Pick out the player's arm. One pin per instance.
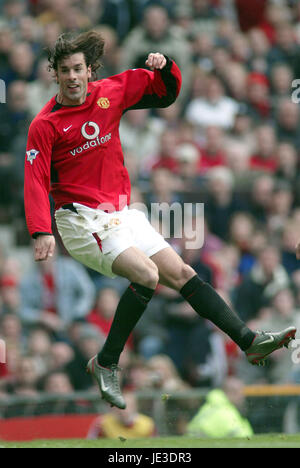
(37, 187)
(158, 87)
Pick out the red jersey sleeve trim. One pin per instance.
(37, 176)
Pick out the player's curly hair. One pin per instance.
(90, 43)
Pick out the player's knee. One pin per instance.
(183, 276)
(187, 273)
(150, 275)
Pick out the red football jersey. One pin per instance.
(74, 152)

++++++++++++++++++++

Pull every line of text from the material above verbatim, and leave the picture out.

TASK ANSWER
Pick out the player's arm. One pin per instance.
(37, 187)
(158, 87)
Pick out the red jersey sleeve trim. One pin per instance.
(37, 176)
Pick out the player's curly hair. One pin per instance.
(90, 43)
Pick out the player's knee. One pin per instance.
(183, 276)
(187, 273)
(150, 275)
Pick out the red football jersey. One pin per instance.
(74, 152)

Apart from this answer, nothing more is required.